◆ The problem ◆
State how many lines in the rows below contain the string "lamp". Give only the number.

◆ Data supplied ◆
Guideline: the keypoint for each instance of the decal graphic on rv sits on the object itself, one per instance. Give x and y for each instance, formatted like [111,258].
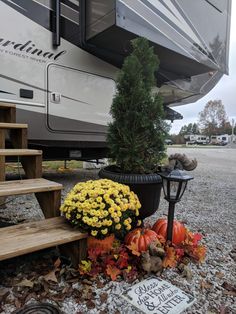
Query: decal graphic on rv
[59,61]
[29,48]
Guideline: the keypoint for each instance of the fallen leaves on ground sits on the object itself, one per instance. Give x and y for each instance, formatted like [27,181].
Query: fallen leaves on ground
[231,289]
[170,258]
[113,272]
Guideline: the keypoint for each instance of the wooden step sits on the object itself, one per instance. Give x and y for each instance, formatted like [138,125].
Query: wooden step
[34,236]
[48,193]
[7,112]
[7,126]
[20,152]
[31,160]
[6,105]
[27,186]
[17,133]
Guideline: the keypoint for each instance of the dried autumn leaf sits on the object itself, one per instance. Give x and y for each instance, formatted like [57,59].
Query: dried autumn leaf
[228,286]
[205,284]
[51,276]
[94,253]
[199,253]
[26,283]
[103,297]
[113,272]
[220,275]
[57,263]
[170,258]
[90,304]
[123,260]
[196,238]
[133,247]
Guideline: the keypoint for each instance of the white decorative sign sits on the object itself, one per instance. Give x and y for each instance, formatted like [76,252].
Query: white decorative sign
[158,296]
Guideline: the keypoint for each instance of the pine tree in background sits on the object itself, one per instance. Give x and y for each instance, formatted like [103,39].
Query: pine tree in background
[136,135]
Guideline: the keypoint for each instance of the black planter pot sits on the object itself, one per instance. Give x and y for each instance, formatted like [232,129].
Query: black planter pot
[146,186]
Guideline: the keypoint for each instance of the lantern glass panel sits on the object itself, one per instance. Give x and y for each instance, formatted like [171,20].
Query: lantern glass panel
[183,187]
[165,187]
[174,186]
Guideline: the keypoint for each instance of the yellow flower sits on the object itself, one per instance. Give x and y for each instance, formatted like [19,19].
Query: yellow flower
[98,224]
[126,222]
[85,267]
[111,210]
[118,226]
[104,231]
[139,222]
[114,215]
[94,233]
[128,227]
[68,216]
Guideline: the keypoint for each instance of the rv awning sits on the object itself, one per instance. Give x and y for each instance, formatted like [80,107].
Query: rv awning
[179,31]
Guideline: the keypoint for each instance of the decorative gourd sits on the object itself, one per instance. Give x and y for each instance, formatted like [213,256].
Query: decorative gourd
[141,237]
[104,244]
[179,231]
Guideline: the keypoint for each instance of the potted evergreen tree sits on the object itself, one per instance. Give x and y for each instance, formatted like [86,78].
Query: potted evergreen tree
[137,133]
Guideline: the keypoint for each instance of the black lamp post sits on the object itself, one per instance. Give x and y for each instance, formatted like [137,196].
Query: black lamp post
[174,184]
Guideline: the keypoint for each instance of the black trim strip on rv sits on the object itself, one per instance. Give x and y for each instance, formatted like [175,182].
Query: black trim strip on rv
[39,88]
[71,5]
[4,92]
[209,2]
[56,30]
[43,16]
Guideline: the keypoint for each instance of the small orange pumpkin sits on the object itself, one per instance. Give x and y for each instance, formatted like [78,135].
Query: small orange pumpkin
[179,231]
[141,237]
[104,244]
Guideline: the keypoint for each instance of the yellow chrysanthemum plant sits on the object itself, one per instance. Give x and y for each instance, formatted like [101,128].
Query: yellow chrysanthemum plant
[102,207]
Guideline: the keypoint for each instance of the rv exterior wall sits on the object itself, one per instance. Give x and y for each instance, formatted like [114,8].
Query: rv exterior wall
[77,120]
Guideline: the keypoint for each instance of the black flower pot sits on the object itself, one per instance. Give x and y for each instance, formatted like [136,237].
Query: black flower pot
[146,186]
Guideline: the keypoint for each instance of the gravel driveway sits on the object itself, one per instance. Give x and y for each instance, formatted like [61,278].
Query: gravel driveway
[208,206]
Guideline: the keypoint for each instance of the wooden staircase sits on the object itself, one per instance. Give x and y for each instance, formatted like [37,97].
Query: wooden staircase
[33,236]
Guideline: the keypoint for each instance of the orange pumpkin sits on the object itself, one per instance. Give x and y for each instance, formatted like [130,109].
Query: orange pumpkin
[179,231]
[104,244]
[141,237]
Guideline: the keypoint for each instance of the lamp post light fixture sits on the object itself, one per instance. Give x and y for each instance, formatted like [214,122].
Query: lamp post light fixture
[174,184]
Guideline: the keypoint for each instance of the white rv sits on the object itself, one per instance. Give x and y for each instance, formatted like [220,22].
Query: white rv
[59,61]
[196,139]
[220,139]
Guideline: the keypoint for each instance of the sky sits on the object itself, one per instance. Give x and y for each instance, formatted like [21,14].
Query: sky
[224,90]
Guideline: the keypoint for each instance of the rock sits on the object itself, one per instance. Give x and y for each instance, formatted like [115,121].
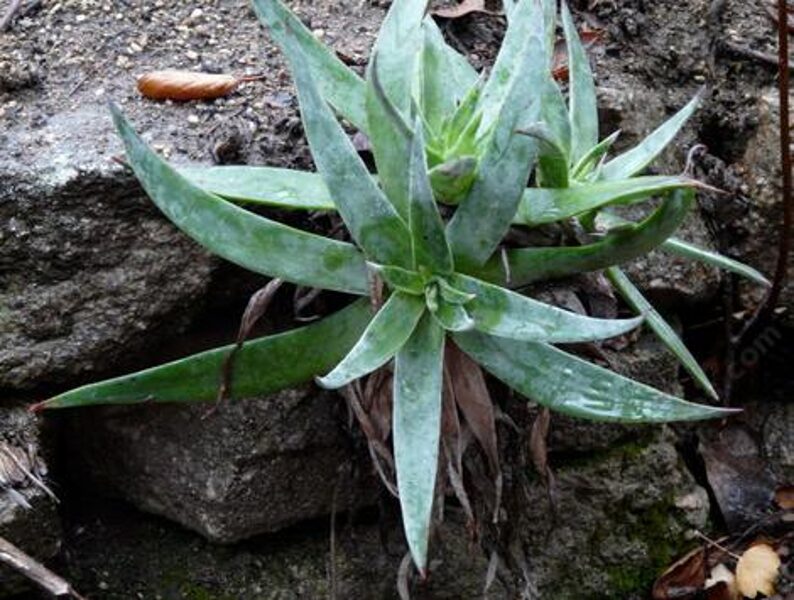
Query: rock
[618,524]
[113,553]
[759,226]
[253,466]
[28,514]
[645,360]
[92,272]
[623,516]
[669,280]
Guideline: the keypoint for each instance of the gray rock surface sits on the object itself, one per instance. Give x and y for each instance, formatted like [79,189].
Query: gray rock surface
[761,222]
[28,515]
[616,527]
[253,466]
[617,523]
[636,109]
[91,272]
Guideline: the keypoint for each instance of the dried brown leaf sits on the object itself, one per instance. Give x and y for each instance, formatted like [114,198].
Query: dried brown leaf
[537,442]
[784,497]
[721,584]
[757,571]
[683,579]
[466,7]
[256,307]
[186,85]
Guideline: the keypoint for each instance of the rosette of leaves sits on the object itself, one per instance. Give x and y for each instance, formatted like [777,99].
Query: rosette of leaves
[575,181]
[439,133]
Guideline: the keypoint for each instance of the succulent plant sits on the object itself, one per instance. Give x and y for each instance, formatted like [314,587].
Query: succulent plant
[440,133]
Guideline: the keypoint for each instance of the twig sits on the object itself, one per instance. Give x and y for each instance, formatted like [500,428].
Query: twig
[763,57]
[5,22]
[35,571]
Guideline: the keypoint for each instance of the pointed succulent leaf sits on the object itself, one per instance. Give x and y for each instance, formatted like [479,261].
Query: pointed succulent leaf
[465,114]
[409,282]
[583,108]
[693,252]
[398,46]
[554,113]
[246,239]
[453,317]
[594,156]
[428,240]
[381,340]
[660,327]
[452,294]
[519,267]
[576,387]
[390,136]
[416,431]
[262,366]
[452,180]
[550,28]
[547,205]
[371,219]
[552,171]
[503,313]
[484,216]
[524,25]
[338,84]
[635,160]
[271,186]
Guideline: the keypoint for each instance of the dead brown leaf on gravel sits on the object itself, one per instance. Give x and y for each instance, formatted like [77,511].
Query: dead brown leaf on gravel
[187,85]
[757,570]
[683,579]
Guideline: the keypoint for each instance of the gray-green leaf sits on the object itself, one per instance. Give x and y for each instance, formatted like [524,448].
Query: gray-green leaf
[371,219]
[519,267]
[583,108]
[635,160]
[416,431]
[383,337]
[429,242]
[548,205]
[503,313]
[339,85]
[575,387]
[246,239]
[660,327]
[262,366]
[271,186]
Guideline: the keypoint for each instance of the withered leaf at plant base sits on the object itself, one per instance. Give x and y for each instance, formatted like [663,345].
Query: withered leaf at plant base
[474,401]
[187,85]
[757,571]
[684,579]
[559,69]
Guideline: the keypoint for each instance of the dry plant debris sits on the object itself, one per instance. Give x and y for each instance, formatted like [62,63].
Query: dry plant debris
[187,85]
[757,571]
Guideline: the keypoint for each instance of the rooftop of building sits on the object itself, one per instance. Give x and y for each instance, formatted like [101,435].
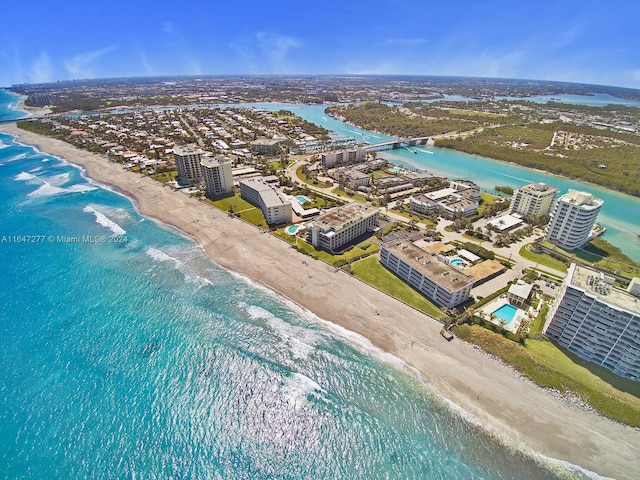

◆ Response to this task ◆
4